§ **Requirements**
Pick up the passage about Boise, Idaho, after its last sentence and keep writing it.

§ **Quoted passage**

A few years ago, on my way from eastern Oregon to Salt Lake City, I pulled off I-84 in Boise, Idaho, a place I knew only from a Lynyrd Skynyrd lyric. I strolled downtown and, in a farmers’ market smelling of lemon sage and lavender, found the best artisanal granola bars west of Burlington, Vermont. As I scanned the pale young crowd and noted the vendors’ earnestly precious names (Hoot ’n’ Holler Urban Farm, Blue Feather Bakery), it occurred to me how much the scene resembled a Saturday morning at Smorgasburg, or at Ferry Plaza in San Francisco, or in Boulder, Sante Fe, or Portland, Maine. The vibe was relaxed, prosperous, and gently urban. Around that time, the real-estate blog Estately ranked Boise fifth on its list of best cities for conservatives: “The tech jobs are plentiful, the Mormonism abundant, there are no restrictions on assault weapons, and there’s plenty of art, music, and theater.” And yet, like most red-state cities, Idaho’s capital is remarkably short on conservatives. Last November, while Hillary Clinton mustered only 27.5 percent of the statewide vote, she hit north of 75 percent in some of Boise’s urban precincts. Politically, the city might as well be on a different planet from towns that lie a couple of exits away.

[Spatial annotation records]
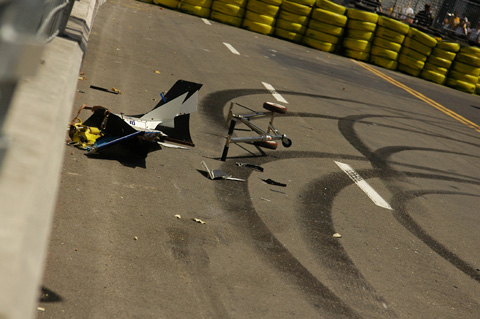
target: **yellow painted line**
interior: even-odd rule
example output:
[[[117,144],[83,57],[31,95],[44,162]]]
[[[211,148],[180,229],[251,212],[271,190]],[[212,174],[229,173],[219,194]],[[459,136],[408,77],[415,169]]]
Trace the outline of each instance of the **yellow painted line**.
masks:
[[[389,77],[388,75],[378,71],[377,69],[373,68],[372,66],[368,65],[368,64],[365,64],[365,63],[362,63],[360,61],[357,61],[357,60],[353,60],[353,62],[357,63],[358,65],[360,65],[362,68],[372,72],[373,74],[381,77],[382,79],[384,79],[385,81],[395,85],[396,87],[399,87],[403,90],[405,90],[406,92],[410,93],[411,95],[415,96],[416,98],[418,98],[419,100],[427,103],[428,105],[436,108],[437,110],[439,110],[440,112],[454,118],[455,120],[459,121],[460,123],[474,129],[475,131],[477,131],[478,133],[480,133],[480,126],[467,120],[466,118],[464,118],[463,116],[461,116],[460,114],[457,114],[455,112],[453,112],[452,110],[446,108],[445,106],[441,105],[440,103],[437,103],[435,102],[434,100],[426,97],[425,95],[423,95],[422,93],[420,92],[417,92],[415,91],[414,89],[406,86],[405,84],[403,83],[400,83],[398,82],[397,80]]]

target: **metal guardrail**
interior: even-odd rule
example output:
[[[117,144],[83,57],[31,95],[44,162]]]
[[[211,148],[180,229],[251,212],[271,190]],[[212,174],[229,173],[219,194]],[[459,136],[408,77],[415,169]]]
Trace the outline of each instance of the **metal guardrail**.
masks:
[[[3,125],[17,82],[33,75],[46,42],[62,34],[75,0],[0,0],[0,168]]]

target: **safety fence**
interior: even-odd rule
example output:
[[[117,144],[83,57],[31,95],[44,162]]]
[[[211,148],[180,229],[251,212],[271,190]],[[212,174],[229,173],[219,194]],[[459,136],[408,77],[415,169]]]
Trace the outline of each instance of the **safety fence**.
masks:
[[[3,134],[21,77],[32,75],[42,47],[61,34],[75,0],[0,0],[0,165],[8,146]]]
[[[429,26],[405,21],[394,10],[406,5],[418,10],[424,0],[409,4],[388,0],[382,12],[366,0],[349,7],[329,0],[139,0],[188,14],[271,35],[318,50],[372,63],[390,70],[468,92],[480,94],[480,48],[468,39],[452,36],[435,22]],[[359,3],[362,1],[362,3]],[[372,1],[370,0],[370,4]],[[448,1],[453,1],[449,3]],[[429,2],[432,5],[432,2]],[[464,8],[466,1],[435,2],[445,12]],[[476,8],[476,7],[475,7]],[[434,13],[438,16],[438,9]]]

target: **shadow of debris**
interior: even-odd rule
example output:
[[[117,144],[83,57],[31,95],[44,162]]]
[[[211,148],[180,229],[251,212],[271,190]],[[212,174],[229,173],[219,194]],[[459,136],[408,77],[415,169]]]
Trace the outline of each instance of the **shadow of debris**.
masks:
[[[41,288],[40,302],[60,302],[63,298],[51,289],[45,286]]]

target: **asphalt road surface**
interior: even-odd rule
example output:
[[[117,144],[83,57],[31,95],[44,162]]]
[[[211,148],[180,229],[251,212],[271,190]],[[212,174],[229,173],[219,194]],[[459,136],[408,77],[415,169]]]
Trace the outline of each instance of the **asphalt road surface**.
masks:
[[[478,318],[478,96],[133,0],[100,8],[82,76],[75,108],[126,114],[202,83],[196,145],[67,148],[38,318]],[[293,145],[220,161],[230,103],[277,99]]]

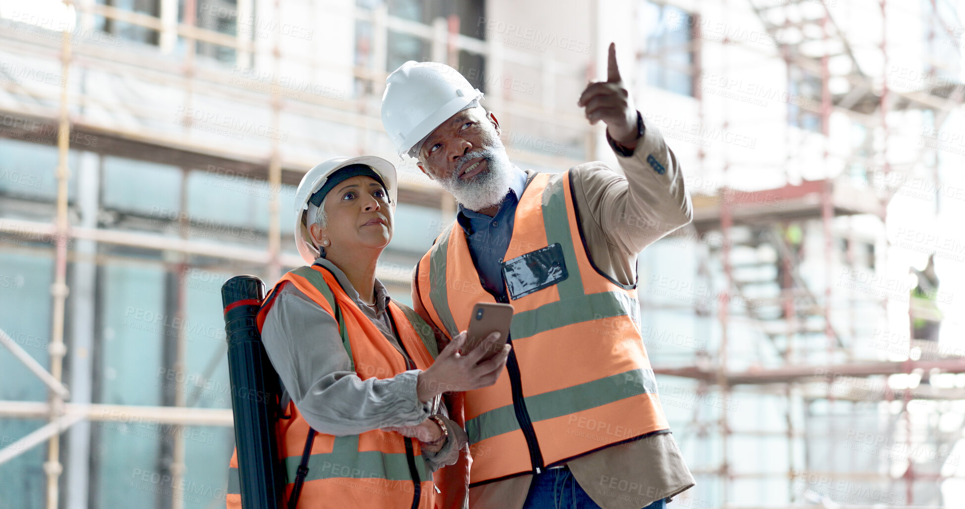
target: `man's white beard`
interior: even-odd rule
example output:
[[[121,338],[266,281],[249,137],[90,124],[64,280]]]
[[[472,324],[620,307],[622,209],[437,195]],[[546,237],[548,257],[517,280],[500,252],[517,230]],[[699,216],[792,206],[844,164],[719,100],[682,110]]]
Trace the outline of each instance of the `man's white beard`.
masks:
[[[443,189],[455,197],[462,207],[470,211],[481,211],[499,205],[506,193],[510,192],[510,172],[512,163],[506,156],[506,148],[499,138],[495,138],[492,146],[481,151],[466,154],[456,163],[457,168],[465,169],[466,162],[477,157],[486,159],[486,171],[472,177],[468,181],[460,181],[459,174],[454,173],[446,180],[438,181]]]

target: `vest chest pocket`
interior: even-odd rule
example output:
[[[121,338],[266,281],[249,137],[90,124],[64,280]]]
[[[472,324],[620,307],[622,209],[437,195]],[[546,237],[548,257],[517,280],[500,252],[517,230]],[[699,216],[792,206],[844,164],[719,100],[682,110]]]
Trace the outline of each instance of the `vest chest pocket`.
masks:
[[[568,275],[559,242],[503,263],[503,278],[512,300],[553,286]]]

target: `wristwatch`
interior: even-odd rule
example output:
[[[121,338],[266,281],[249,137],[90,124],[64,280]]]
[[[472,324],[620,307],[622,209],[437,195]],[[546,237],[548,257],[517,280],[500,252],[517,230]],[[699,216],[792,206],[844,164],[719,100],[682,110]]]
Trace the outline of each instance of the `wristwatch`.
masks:
[[[644,137],[644,130],[645,129],[646,129],[646,127],[644,127],[644,116],[640,114],[640,110],[638,109],[637,110],[637,139],[638,140],[640,138]],[[606,132],[606,141],[610,144],[610,148],[613,149],[614,152],[616,152],[617,154],[619,154],[619,155],[620,155],[620,156],[622,156],[624,157],[629,157],[630,156],[633,156],[633,152],[634,152],[633,150],[627,149],[626,147],[623,147],[622,145],[617,143],[617,140],[613,139],[610,136],[610,131],[605,131],[605,132]],[[634,149],[634,150],[636,150],[636,149]]]
[[[439,443],[446,443],[446,438],[449,438],[449,428],[446,427],[446,421],[442,420],[439,415],[429,415],[428,418],[435,421],[439,425],[439,429],[442,430],[442,437],[439,437],[435,440],[429,442],[430,445],[437,445]]]

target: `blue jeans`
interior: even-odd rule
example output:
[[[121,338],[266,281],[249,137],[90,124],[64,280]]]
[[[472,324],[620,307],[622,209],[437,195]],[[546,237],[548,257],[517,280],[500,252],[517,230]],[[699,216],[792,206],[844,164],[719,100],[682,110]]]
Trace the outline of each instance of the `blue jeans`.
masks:
[[[610,496],[640,497],[638,493],[606,490]],[[612,493],[611,493],[612,492]],[[643,509],[666,509],[666,499],[657,500]],[[573,478],[569,468],[551,468],[533,476],[530,493],[523,509],[600,509]]]

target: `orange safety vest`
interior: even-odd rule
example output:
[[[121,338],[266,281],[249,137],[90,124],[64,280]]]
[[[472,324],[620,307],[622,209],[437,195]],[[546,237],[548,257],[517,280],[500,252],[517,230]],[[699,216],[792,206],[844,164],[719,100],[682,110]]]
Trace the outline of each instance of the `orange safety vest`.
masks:
[[[387,379],[406,371],[402,354],[355,305],[335,275],[317,264],[295,269],[279,279],[258,314],[259,331],[274,297],[286,283],[295,285],[336,318],[352,369],[360,379]],[[395,301],[389,302],[389,312],[402,348],[417,368],[427,368],[437,354],[431,327],[414,311]],[[290,417],[279,419],[275,432],[287,472],[287,503],[311,428],[293,402],[289,403],[286,413]],[[299,507],[430,509],[433,506],[435,485],[432,472],[422,458],[419,440],[379,430],[346,437],[317,433],[311,451]],[[227,507],[236,509],[241,507],[237,450],[232,454],[230,467]]]
[[[515,309],[508,376],[464,393],[470,487],[670,431],[638,325],[636,285],[590,260],[570,180],[570,172],[538,173],[516,207],[504,264],[504,301]],[[540,254],[547,251],[558,253],[552,263]],[[514,279],[531,285],[514,298],[508,270],[535,264],[555,279]],[[477,302],[495,301],[455,222],[416,269],[416,298],[451,338],[468,328]]]

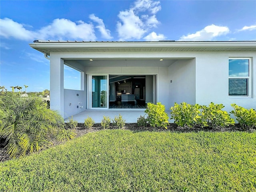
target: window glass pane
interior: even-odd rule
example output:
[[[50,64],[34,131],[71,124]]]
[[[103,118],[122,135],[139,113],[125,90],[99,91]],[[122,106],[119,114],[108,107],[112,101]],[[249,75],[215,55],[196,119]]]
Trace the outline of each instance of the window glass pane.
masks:
[[[65,64],[64,88],[81,90],[81,72]]]
[[[230,77],[248,77],[248,59],[230,59],[228,73]]]
[[[92,78],[92,106],[93,108],[106,108],[108,76],[93,75]]]
[[[248,96],[248,79],[229,79],[228,95],[230,96]]]

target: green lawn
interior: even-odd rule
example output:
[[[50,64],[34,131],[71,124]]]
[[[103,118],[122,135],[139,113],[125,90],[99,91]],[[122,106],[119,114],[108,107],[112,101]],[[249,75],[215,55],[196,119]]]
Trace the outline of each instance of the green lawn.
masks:
[[[0,191],[256,192],[256,133],[91,133],[0,163]]]

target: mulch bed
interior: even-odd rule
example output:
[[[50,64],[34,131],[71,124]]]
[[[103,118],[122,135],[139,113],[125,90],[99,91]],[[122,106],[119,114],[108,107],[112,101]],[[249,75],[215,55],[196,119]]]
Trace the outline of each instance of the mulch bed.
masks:
[[[117,128],[112,126],[111,124],[108,129],[116,129]],[[202,128],[200,126],[195,127],[193,128],[188,127],[178,127],[176,124],[170,123],[167,126],[167,129],[165,128],[159,128],[148,126],[146,127],[138,127],[136,123],[127,123],[125,124],[125,126],[123,129],[131,130],[132,131],[138,132],[140,131],[156,131],[156,132],[198,132],[200,131],[208,132],[230,132],[230,131],[244,131],[238,124],[236,124],[234,126],[230,126],[226,127],[219,127],[214,129],[207,127]],[[80,137],[88,133],[95,132],[102,130],[102,128],[100,123],[95,124],[93,127],[90,129],[86,129],[84,127],[84,124],[78,123],[76,129],[77,135],[76,137]],[[254,130],[255,131],[255,130]],[[52,141],[52,146],[55,146],[62,143],[64,143],[65,142],[57,142],[56,141]],[[42,150],[44,149],[40,150]],[[3,146],[0,144],[0,162],[5,161],[10,159],[9,156],[7,154],[7,150],[4,148]]]

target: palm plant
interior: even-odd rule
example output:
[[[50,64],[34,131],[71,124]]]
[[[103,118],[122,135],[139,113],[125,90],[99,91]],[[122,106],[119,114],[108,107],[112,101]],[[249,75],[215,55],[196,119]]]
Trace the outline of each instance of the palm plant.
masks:
[[[20,88],[20,93],[21,95],[22,94],[22,87],[19,87],[19,88]]]
[[[64,126],[62,117],[36,97],[22,98],[8,92],[0,96],[0,137],[5,138],[11,158],[38,151],[50,144]]]
[[[5,87],[4,86],[0,86],[0,89],[2,89],[2,93],[4,93],[4,91],[5,89]]]

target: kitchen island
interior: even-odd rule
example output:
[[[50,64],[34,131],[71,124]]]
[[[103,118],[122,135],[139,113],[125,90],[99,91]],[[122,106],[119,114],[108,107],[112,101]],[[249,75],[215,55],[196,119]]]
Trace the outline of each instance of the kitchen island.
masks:
[[[135,95],[133,94],[122,94],[122,101],[134,101]]]

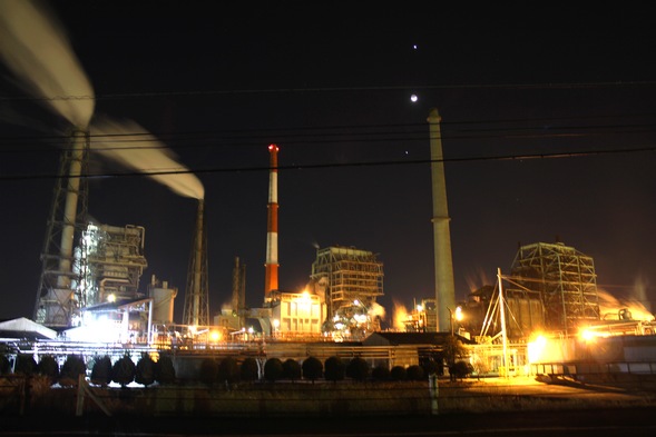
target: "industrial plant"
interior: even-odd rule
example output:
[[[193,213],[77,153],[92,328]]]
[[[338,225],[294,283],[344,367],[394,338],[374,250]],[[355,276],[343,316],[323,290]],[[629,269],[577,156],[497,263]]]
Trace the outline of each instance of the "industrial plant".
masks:
[[[320,357],[360,356],[371,365],[382,360],[391,368],[422,360],[442,361],[444,345],[458,340],[468,345],[468,359],[476,373],[509,375],[589,360],[590,341],[631,338],[630,346],[627,342],[619,347],[621,352],[604,359],[625,368],[636,356],[649,366],[656,362],[654,316],[629,306],[603,309],[593,258],[561,241],[520,246],[510,270],[498,269],[495,285],[470,292],[463,301],[456,300],[451,217],[437,109],[427,118],[434,295],[419,296],[419,304],[410,311],[395,309],[394,328],[383,329],[385,310],[378,301],[384,296],[383,262],[372,248],[349,245],[317,248],[304,289],[281,289],[281,148],[271,143],[261,305],[252,308],[245,304],[246,269],[237,257],[231,304],[210,314],[206,199],[194,171],[184,171],[187,169],[182,163],[161,151],[166,147],[159,147],[157,139],[137,123],[96,115],[92,87],[66,40],[58,41],[58,62],[36,61],[52,59],[52,53],[43,50],[48,50],[47,42],[59,38],[48,32],[48,19],[27,2],[3,7],[8,14],[20,14],[40,26],[12,27],[6,36],[10,42],[2,44],[0,54],[17,79],[29,85],[26,88],[61,117],[70,131],[47,221],[32,319],[0,322],[2,344],[14,355],[27,352],[38,358],[46,352],[66,356],[78,351],[89,358],[98,350],[112,350],[115,355],[126,348],[154,355],[172,351],[182,369],[186,357],[199,354],[256,354],[302,360],[312,352]],[[33,28],[45,33],[32,34]],[[60,95],[85,99],[52,99]],[[102,139],[116,135],[121,136],[120,143],[105,147]],[[135,136],[139,141],[131,141]],[[150,147],[135,146],[145,140]],[[183,320],[174,320],[180,295],[177,288],[156,276],[141,278],[148,267],[146,229],[139,224],[102,224],[89,213],[91,152],[147,173],[197,201]],[[183,171],[158,175],[149,168]],[[541,370],[531,367],[538,365]]]
[[[327,357],[339,355],[342,347],[346,356],[358,354],[372,365],[380,362],[380,345],[385,345],[390,351],[383,358],[391,368],[440,359],[444,338],[451,336],[468,344],[479,375],[554,371],[554,361],[586,358],[581,350],[589,350],[585,345],[590,338],[603,341],[637,336],[647,339],[640,346],[644,350],[653,350],[654,316],[617,308],[616,317],[609,318],[601,310],[593,258],[560,241],[519,246],[508,274],[498,270],[497,284],[456,301],[437,110],[431,111],[428,121],[433,157],[437,291],[420,298],[410,311],[395,311],[394,328],[381,328],[385,310],[376,299],[384,295],[384,266],[370,250],[352,246],[317,248],[306,287],[280,289],[277,145],[268,146],[262,305],[245,305],[246,270],[235,258],[231,304],[210,314],[207,220],[205,200],[198,199],[184,318],[177,322],[174,305],[178,290],[155,276],[146,284],[141,280],[148,265],[146,229],[137,225],[110,226],[90,218],[88,188],[80,177],[86,171],[89,137],[76,130],[72,147],[61,158],[33,320],[13,321],[13,326],[20,326],[20,335],[12,334],[12,321],[3,322],[3,341],[35,354],[56,350],[66,355],[80,347],[88,356],[97,348],[112,348],[117,354],[126,347],[155,354],[175,351],[180,362],[186,356],[199,354],[239,357],[254,351],[264,357],[303,359],[310,348],[313,355]],[[26,332],[31,332],[31,342],[20,337]],[[582,332],[587,334],[585,339]],[[399,337],[403,335],[408,337]],[[412,341],[410,355],[408,341]],[[544,350],[549,349],[545,346],[541,355],[536,352],[535,345],[545,341],[551,342],[551,351],[545,355]],[[21,347],[16,346],[19,342]]]

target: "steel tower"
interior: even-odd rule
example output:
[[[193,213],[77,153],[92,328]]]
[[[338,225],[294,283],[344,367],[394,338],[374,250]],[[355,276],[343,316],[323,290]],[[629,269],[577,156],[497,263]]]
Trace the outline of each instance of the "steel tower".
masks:
[[[188,326],[209,325],[209,288],[207,280],[207,231],[205,228],[205,201],[198,199],[196,232],[185,290],[183,324]]]
[[[266,264],[264,277],[264,301],[271,300],[271,292],[278,289],[278,200],[277,200],[277,152],[276,145],[268,145],[271,170],[268,176],[268,220],[266,227]]]
[[[35,321],[51,328],[79,325],[87,304],[81,286],[86,266],[75,245],[87,227],[89,135],[76,129],[71,137],[71,147],[61,155],[33,312]]]

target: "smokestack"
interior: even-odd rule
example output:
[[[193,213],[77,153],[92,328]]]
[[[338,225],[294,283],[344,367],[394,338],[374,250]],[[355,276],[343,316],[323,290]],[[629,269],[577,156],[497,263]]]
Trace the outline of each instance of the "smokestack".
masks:
[[[449,218],[449,207],[447,203],[444,157],[442,155],[442,137],[440,132],[441,120],[438,110],[435,108],[431,109],[427,121],[430,125],[438,331],[449,331],[451,311],[456,309],[456,287],[453,285],[451,231],[449,229],[449,221],[451,219]]]
[[[246,265],[239,264],[239,257],[235,257],[233,268],[233,314],[238,317],[238,328],[244,326],[244,310],[246,308]]]
[[[205,201],[198,199],[196,232],[187,271],[184,324],[209,325],[209,292],[207,289],[207,232],[205,230]]]
[[[42,269],[35,305],[35,321],[48,327],[71,327],[85,305],[80,268],[74,266],[76,238],[87,220],[88,132],[75,129],[69,151],[62,153],[60,179],[41,254]]]
[[[271,291],[278,289],[278,193],[276,145],[268,145],[271,165],[268,173],[268,220],[266,226],[266,264],[264,277],[264,301],[271,300]]]

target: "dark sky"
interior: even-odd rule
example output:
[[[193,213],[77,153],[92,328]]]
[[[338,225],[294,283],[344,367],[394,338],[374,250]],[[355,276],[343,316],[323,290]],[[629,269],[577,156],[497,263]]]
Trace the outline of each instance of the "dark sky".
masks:
[[[270,142],[281,288],[300,290],[316,247],[341,245],[379,254],[388,316],[434,296],[433,107],[457,299],[509,270],[518,245],[560,239],[594,258],[601,289],[656,305],[656,27],[640,3],[45,4],[95,117],[137,122],[203,182],[212,312],[229,301],[236,256],[247,302],[262,304]],[[0,72],[2,319],[32,316],[47,176],[69,125]],[[126,169],[92,156],[91,171]],[[151,275],[178,287],[182,321],[196,201],[147,177],[98,177],[89,210],[146,228],[143,289]]]

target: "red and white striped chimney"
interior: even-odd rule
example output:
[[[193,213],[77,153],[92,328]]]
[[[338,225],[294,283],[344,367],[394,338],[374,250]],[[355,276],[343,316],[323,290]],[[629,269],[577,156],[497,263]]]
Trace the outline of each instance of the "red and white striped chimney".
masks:
[[[268,220],[266,227],[266,264],[264,277],[264,300],[271,300],[271,291],[278,289],[278,147],[268,145],[271,170],[268,176]]]

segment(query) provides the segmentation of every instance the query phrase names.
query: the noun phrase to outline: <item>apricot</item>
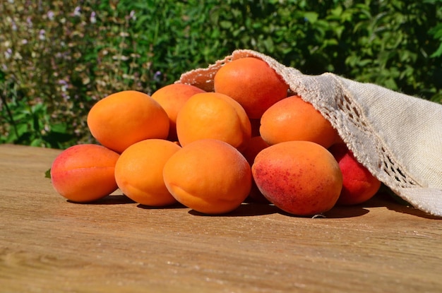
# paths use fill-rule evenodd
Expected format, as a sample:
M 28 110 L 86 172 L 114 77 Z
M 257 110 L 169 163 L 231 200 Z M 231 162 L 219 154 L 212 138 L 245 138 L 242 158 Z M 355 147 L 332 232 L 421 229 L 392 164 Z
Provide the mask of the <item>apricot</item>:
M 152 94 L 152 98 L 162 107 L 167 113 L 170 127 L 169 140 L 177 140 L 177 116 L 183 104 L 189 97 L 197 93 L 205 92 L 194 85 L 185 83 L 172 83 L 157 90 Z
M 251 119 L 259 119 L 272 104 L 286 97 L 289 86 L 264 61 L 254 57 L 222 66 L 213 78 L 215 92 L 237 101 Z
M 223 214 L 238 208 L 251 187 L 251 170 L 235 148 L 215 139 L 184 145 L 166 162 L 163 178 L 181 203 L 205 214 Z
M 115 165 L 115 179 L 127 197 L 145 205 L 177 203 L 162 179 L 162 169 L 181 147 L 163 139 L 147 139 L 127 148 Z
M 308 140 L 327 148 L 339 138 L 328 120 L 297 95 L 282 100 L 268 108 L 261 117 L 259 131 L 270 145 Z
M 166 138 L 169 125 L 157 101 L 143 92 L 124 90 L 95 103 L 88 114 L 88 126 L 100 143 L 121 153 L 136 142 Z
M 265 148 L 268 148 L 270 145 L 267 143 L 263 138 L 261 136 L 253 136 L 251 138 L 247 146 L 241 152 L 244 156 L 247 162 L 251 167 L 255 160 L 256 155 Z M 255 180 L 252 178 L 252 186 L 249 194 L 249 199 L 251 201 L 255 201 L 261 203 L 268 203 L 267 198 L 263 196 L 261 193 Z
M 98 200 L 117 189 L 114 177 L 119 155 L 102 145 L 76 145 L 63 150 L 51 167 L 54 189 L 72 201 Z
M 241 149 L 251 137 L 243 107 L 229 96 L 205 92 L 191 97 L 178 113 L 177 133 L 182 146 L 203 138 L 217 139 Z
M 264 196 L 277 208 L 296 215 L 330 210 L 342 187 L 338 162 L 327 149 L 311 141 L 270 145 L 256 155 L 251 169 Z
M 342 173 L 342 190 L 337 204 L 357 205 L 374 196 L 381 188 L 381 181 L 356 160 L 347 145 L 337 143 L 328 150 L 338 161 Z

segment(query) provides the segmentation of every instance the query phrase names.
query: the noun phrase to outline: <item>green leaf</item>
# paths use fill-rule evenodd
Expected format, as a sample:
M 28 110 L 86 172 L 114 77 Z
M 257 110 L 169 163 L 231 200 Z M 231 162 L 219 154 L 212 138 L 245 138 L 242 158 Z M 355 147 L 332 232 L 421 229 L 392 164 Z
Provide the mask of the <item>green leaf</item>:
M 439 47 L 437 50 L 430 55 L 430 58 L 436 58 L 442 56 L 442 42 L 439 44 Z
M 304 18 L 311 23 L 316 23 L 318 16 L 319 15 L 314 11 L 307 11 L 304 13 Z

§ **Response for this exercise**
And this is true in more than just America’s twee precincts. More than ever, urbanites share a common affiliation, whether they are in Idaho or Massachusetts, whether they’ve built up earthly treasures or scrape by on minimum wage. In presidential elections, votes are tallied by county and grouped by state, but zoom in closer and you see that Democrats cluster like blue inkblots on a mostly red map and that many jurisdictions are sharply divided. In the 2016 election, virtually every large urban center and many small ones — white Boise and majority-black Baltimore, wealthy San Francisco and beaten-down Detroit, sprawling sunwashed megalopoli and shrinking union strongholds — rejected the man who became president, often by yawning margins. The density that is one of the defining characteristics of cities forces encounters that, more and more, seem to strengthen Democratic principles — and separates urban dwellers from their rural cousins.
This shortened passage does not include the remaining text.